Print the data that follows word for word, leaving out any picture.

Stored data:
---------------

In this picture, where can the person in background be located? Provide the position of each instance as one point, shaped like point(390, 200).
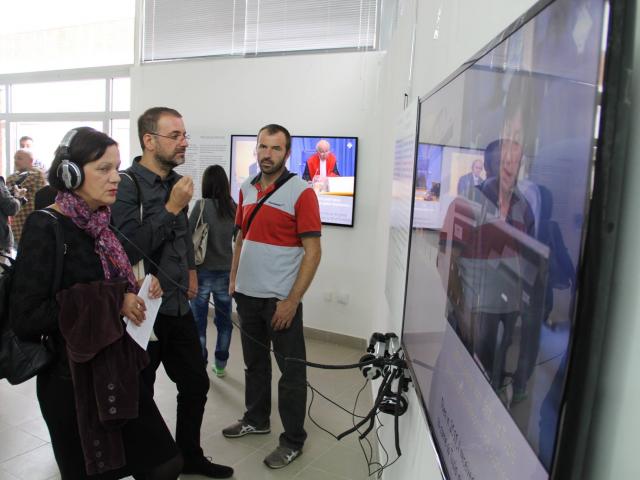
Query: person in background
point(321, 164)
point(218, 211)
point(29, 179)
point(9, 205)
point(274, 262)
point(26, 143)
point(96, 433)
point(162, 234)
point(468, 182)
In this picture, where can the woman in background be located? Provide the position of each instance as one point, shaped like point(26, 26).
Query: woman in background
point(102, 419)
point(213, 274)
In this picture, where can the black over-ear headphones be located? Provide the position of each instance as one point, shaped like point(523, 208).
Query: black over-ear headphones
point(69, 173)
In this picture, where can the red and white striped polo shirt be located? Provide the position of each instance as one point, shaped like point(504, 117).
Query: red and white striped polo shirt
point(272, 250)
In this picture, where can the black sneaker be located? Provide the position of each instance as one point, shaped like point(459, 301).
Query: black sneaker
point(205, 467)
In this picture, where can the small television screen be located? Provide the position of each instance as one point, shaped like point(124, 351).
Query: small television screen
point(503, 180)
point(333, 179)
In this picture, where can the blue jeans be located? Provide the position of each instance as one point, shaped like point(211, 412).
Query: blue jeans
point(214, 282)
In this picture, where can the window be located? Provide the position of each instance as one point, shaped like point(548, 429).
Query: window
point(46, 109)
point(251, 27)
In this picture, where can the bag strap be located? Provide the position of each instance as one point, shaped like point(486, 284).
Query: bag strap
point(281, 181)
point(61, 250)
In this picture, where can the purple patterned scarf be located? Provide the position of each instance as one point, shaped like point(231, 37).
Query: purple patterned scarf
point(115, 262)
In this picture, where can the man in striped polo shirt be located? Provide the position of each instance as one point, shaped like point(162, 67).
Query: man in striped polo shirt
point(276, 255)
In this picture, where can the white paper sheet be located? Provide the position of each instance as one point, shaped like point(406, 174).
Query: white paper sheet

---------------

Solution below —
In this picture, where can the person in background be located? Provide the position of each instance as one point, shaped like point(390, 200).
Query: person in background
point(321, 164)
point(218, 211)
point(29, 179)
point(9, 205)
point(274, 262)
point(26, 143)
point(96, 433)
point(162, 234)
point(468, 182)
In this picture, where can the woman in background be located? Provide the position of each instance as one point, shaped like point(26, 26).
Query: woman in background
point(102, 419)
point(213, 274)
In this picture, where can the black over-ear headphones be located? Provide the position of each instance as one point, shaped like point(523, 208).
Query: black over-ear headphones
point(69, 173)
In this picture, where can the red and white striped polo shirt be located? Provide the position of each instance as one point, shaped like point(504, 117).
Query: red and white striped polo shirt
point(272, 250)
In this picture, where can the black sneaker be located? Provide the position of each instance as one point, shaped like point(459, 301).
Query: black sneaker
point(205, 467)
In this picture, where can the small television screen be located? Provide the position of each instance as one point, shaped like point(124, 351).
Query: small television screen
point(503, 180)
point(333, 179)
In this picture, where can the blue jeans be located? Provide the position of each instance as one point, shaped like point(211, 412).
Query: blue jeans
point(214, 282)
In this picture, where can the window be located? Provide the position of each instance as one point, shaped like point(548, 429).
Query: window
point(46, 109)
point(251, 27)
In this picture, where can the bag strap be located? Provide the position of each instance as one point, shaped like point(486, 284).
Query: bag strap
point(281, 181)
point(61, 250)
In this picture, where can the purple patterned scarf be located? Provide the position of each instance as one point, shaped like point(231, 37).
Query: purple patterned scarf
point(115, 262)
In this picture, where can the man in striped polo shirt be located? Provide the position of each instance as one point, shaped like point(162, 67).
Query: man in striped polo shirt
point(276, 255)
In this picture, where can the white paper sheet be located? Provide the position of each instance as one point, shaped like point(406, 174).
Query: white paper sheet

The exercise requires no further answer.